## What you need to do
Output the article on the Isolation Plus space-data tool word for word, in full.

## Page text
####################

Space-based technology that enables charities and local authorities to deliver vital support to people who need help as a result of the COVID-19 pandemic has been successfully piloted in the UK.
Called Isolation Plus, the tool uses space data and ground-based information to generate maps which identify potentially at-risk communities that may be off the radar. Support organisations – such as food banks and mental health services – use this to reach out to people in emerging vulnerable areas and provide them with early assistance.
The pilot – in which the platform was refined and put to practice by several organisations including Support In Mind Scotland and Voluntary Action Orkney – is the first step to making the tool commercially available across the UK.
Backed by ESA and the UK Space Agency, Isolation Plus was developed by Scotland-based space-tech firm Astrosat in collaboration with London-based company Lanterne.
During the COVID-19 crisis, charities and local authorities have been working hard to meet the enormous task of providing assistance to those known to be at risk.
As coronavirus restrictions begin to lift in the UK, these efforts are now helping society recover from the pandemic. But a growing number of previously independent people – known as the ‘hidden vulnerable’ – are also finding themselves in need of support.
Jill Morris, business analyst at Astrosat and project manager for Isolation Plus, said: “The Isolation Plus project has been eye-opening for many people in terms of the diversity of applications for Earth observation data. With the support of ESA and the UK Space Agency, we have leveraged this resource to provide real value to organisations who reach out to help people in their communities.”
Isolation Plus combines several data types, including census data and insights on consumer behaviour. Earth observation information about infrastructure, availability of transport, social isolation and access to green spaces is also integrated.
This is used to build a map of vulnerability on the community level, which takes into account susceptibility to health issues, likelihood of isolation, risk of poverty, and the effect of the environment on people’s wellbeing.

####################

## Information supplied
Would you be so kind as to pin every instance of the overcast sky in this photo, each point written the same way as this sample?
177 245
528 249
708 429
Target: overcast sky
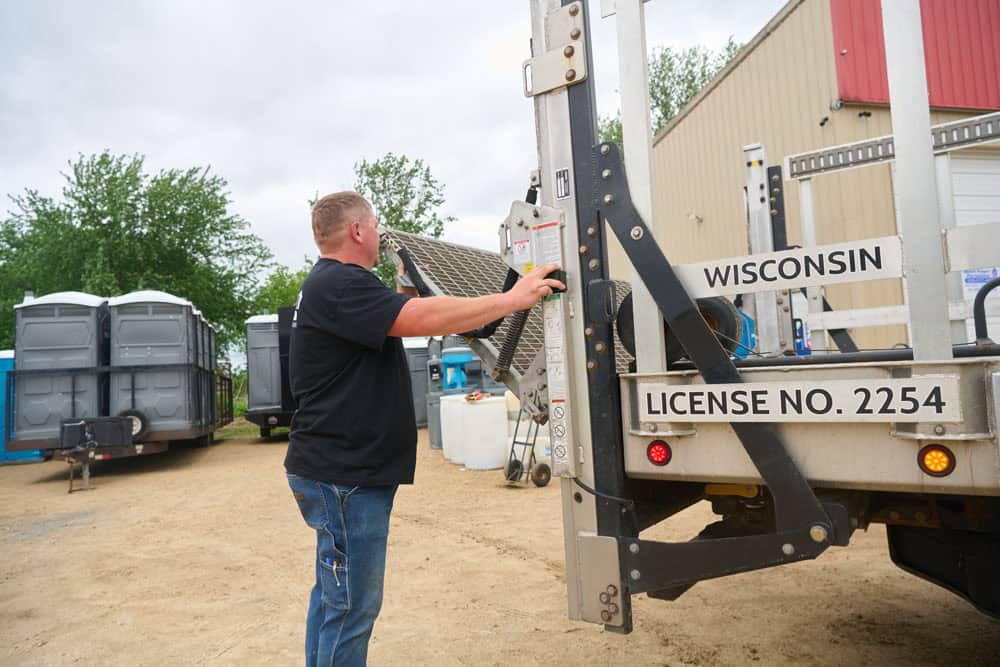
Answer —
282 98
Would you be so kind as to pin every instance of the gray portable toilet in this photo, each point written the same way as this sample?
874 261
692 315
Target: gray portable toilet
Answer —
263 365
66 333
163 333
416 357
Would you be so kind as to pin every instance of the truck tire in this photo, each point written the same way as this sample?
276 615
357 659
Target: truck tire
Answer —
140 424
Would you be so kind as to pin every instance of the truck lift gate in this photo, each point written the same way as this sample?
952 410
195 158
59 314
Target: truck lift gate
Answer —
795 453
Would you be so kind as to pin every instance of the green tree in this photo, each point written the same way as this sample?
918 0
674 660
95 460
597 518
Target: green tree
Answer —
281 288
675 77
406 196
117 228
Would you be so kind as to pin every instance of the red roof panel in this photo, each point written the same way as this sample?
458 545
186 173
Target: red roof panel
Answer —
961 49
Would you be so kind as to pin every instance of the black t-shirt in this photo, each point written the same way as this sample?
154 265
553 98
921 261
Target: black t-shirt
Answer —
355 422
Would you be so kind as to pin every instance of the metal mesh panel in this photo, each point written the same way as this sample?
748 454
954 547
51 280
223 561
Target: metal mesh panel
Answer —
457 270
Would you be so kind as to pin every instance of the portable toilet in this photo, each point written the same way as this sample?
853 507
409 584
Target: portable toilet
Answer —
263 371
60 341
7 365
157 351
416 357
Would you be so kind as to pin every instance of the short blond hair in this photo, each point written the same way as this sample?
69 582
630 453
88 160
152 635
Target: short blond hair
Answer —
334 211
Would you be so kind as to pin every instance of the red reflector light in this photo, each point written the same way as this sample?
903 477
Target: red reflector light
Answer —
658 453
936 460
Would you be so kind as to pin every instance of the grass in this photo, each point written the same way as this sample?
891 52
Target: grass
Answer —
239 428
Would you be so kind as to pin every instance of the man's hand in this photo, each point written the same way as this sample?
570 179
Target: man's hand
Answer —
534 287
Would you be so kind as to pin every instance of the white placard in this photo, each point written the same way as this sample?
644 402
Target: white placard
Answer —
546 243
923 399
870 259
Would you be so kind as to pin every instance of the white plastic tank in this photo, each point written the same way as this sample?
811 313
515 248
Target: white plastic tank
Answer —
452 432
484 423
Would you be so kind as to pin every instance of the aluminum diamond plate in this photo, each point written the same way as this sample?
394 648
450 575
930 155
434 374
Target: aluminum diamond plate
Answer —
455 270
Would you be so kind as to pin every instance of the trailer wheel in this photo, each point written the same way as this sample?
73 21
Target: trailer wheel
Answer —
140 424
541 474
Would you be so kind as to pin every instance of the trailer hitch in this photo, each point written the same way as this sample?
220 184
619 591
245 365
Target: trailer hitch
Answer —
804 527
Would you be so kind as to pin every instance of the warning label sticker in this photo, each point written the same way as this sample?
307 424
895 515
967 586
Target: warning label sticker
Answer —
547 244
562 183
890 400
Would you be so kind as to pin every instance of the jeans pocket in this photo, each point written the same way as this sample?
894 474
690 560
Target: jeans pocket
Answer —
334 582
312 504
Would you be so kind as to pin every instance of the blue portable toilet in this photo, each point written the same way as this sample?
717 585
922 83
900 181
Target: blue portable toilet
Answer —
7 364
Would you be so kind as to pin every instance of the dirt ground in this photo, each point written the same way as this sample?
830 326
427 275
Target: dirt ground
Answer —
199 556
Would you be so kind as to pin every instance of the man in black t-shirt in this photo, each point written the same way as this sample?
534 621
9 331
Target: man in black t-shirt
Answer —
354 436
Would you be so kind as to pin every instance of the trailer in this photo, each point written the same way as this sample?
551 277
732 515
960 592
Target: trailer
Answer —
793 452
84 366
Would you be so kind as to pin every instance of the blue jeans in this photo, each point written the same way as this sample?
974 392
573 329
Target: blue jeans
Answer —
352 527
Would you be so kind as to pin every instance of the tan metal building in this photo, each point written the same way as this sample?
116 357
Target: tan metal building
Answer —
782 91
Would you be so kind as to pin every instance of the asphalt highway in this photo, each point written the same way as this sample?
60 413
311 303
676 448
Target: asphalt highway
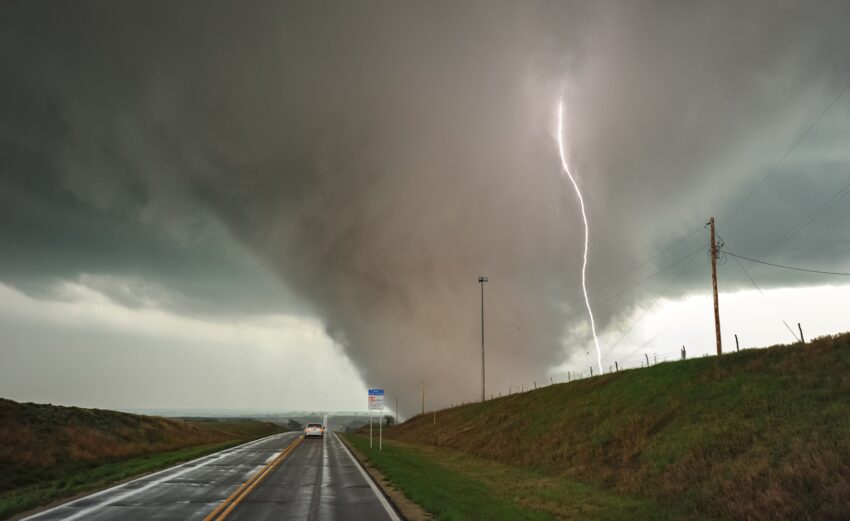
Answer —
279 477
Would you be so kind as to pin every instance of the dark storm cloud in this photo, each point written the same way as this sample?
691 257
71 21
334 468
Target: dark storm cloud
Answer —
379 158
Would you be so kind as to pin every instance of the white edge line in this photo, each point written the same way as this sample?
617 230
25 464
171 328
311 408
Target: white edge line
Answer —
214 455
386 504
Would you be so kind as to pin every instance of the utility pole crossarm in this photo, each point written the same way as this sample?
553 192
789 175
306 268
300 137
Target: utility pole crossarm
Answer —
714 287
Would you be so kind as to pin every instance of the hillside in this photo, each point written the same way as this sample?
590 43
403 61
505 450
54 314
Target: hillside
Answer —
760 434
48 451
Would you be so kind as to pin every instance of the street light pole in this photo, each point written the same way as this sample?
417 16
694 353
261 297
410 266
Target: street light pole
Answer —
482 280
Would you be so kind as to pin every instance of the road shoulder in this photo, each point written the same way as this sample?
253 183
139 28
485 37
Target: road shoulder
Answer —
406 508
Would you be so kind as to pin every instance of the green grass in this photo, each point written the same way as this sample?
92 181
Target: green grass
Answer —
90 478
50 452
760 434
455 486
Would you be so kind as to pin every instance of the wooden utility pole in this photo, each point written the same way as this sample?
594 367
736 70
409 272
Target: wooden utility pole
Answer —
714 287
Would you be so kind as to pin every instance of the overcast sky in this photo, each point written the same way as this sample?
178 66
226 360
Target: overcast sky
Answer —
275 205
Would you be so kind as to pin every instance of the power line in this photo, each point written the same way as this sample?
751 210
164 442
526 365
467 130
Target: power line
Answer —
784 156
810 218
627 272
786 267
560 320
660 296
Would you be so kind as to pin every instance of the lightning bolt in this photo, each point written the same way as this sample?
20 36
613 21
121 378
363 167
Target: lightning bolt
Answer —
566 168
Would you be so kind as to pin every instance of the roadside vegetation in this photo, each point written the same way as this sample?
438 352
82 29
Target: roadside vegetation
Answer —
453 485
49 452
760 434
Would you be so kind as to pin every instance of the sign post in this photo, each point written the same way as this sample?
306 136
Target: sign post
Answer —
376 403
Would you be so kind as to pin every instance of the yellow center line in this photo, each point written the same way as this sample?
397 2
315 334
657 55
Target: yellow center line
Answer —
239 494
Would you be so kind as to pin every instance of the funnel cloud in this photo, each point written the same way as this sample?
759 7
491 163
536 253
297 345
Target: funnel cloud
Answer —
360 164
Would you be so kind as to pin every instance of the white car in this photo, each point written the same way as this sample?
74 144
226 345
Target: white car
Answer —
314 430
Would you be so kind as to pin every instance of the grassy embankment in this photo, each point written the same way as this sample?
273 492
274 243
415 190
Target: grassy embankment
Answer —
760 434
49 452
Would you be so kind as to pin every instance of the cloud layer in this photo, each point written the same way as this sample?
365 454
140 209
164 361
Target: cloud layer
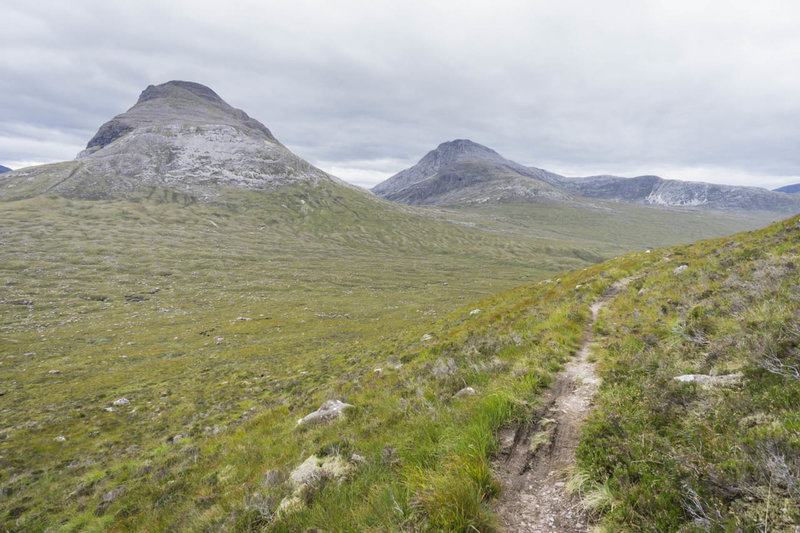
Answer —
686 89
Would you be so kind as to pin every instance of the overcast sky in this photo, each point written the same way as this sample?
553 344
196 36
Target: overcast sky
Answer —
701 90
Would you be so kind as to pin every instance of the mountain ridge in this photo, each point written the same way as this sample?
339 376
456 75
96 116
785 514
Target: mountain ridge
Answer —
179 136
435 180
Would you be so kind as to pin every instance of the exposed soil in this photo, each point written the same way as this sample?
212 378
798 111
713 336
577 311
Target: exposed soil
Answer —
533 458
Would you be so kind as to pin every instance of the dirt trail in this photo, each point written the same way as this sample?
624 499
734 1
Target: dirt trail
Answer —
532 459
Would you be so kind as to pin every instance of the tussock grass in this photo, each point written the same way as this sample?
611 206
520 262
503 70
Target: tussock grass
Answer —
678 456
223 324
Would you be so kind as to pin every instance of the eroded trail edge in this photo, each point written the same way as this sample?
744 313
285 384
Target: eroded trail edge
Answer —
533 458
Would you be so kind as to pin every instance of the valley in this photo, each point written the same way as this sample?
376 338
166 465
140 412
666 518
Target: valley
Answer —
171 307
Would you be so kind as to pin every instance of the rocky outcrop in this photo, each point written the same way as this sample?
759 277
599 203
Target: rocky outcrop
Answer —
465 172
180 136
330 410
789 189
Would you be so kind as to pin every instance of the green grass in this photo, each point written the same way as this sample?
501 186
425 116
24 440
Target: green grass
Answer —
226 323
675 456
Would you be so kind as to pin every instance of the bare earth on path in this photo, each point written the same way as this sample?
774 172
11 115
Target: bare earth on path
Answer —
533 458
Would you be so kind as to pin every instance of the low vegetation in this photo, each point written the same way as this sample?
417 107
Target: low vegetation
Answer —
718 449
156 358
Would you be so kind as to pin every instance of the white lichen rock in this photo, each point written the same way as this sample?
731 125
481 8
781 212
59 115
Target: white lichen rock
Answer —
310 477
707 381
466 391
330 410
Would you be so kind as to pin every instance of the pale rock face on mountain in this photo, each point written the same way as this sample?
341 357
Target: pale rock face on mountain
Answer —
463 172
180 136
652 190
791 189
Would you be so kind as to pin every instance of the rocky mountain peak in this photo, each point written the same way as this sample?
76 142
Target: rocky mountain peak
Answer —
174 89
445 155
463 150
179 136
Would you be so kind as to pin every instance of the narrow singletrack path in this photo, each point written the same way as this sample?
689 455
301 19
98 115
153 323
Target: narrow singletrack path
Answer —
533 458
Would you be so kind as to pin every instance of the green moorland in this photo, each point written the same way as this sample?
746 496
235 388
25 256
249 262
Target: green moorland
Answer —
221 325
660 454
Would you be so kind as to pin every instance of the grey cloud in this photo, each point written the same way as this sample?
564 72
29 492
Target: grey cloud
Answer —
363 87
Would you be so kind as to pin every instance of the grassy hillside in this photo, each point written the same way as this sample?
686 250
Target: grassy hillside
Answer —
661 454
221 325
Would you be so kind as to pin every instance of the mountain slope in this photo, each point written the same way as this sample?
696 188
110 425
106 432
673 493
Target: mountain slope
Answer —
790 189
179 136
462 172
652 190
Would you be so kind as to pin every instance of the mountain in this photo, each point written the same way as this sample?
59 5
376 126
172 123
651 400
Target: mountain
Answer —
462 172
180 136
653 190
465 172
790 189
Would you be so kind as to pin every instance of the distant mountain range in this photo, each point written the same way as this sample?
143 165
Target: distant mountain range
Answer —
790 189
180 136
464 172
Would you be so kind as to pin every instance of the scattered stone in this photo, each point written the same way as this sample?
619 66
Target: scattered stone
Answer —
389 455
443 369
680 269
310 477
274 478
110 497
707 381
357 459
466 391
330 410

####################

## Completed exercise
Space-based technology that enables charities and local authorities to deliver vital support to people who need help as a result of the COVID-19 pandemic has been successfully piloted in the UK.
Called Isolation Plus, the tool uses space data and ground-based information to generate maps which identify potentially at-risk communities that may be off the radar. Support organisations – such as food banks and mental health services – use this to reach out to people in emerging vulnerable areas and provide them with early assistance.
The pilot – in which the platform was refined and put to practice by several organisations including Support In Mind Scotland and Voluntary Action Orkney – is the first step to making the tool commercially available across the UK.
Backed by ESA and the UK Space Agency, Isolation Plus was developed by Scotland-based space-tech firm Astrosat in collaboration with London-based company Lanterne.
During the COVID-19 crisis, charities and local authorities have been working hard to meet the enormous task of providing assistance to those known to be at risk.
As coronavirus restrictions begin to lift in the UK, these efforts are now helping society recover from the pandemic. But a growing number of previously independent people – known as the ‘hidden vulnerable’ – are also finding themselves in need of support.
Jill Morris, business analyst at Astrosat and project manager for Isolation Plus, said: “The Isolation Plus project has been eye-opening for many people in terms of the diversity of applications for Earth observation data. With the support of ESA and the UK Space Agency, we have leveraged this resource to provide real value to organisations who reach out to help people in their communities.”
Isolation Plus combines several data types, including census data and insights on consumer behaviour. Earth observation information about infrastructure, availability of transport, social isolation and access to green spaces is also integrated.
This is used to build a map of vulnerability on the community level, which takes into account susceptibility to health issues, likelihood of isolation, risk of poverty, and the effect of the environment on people’s wellbeing.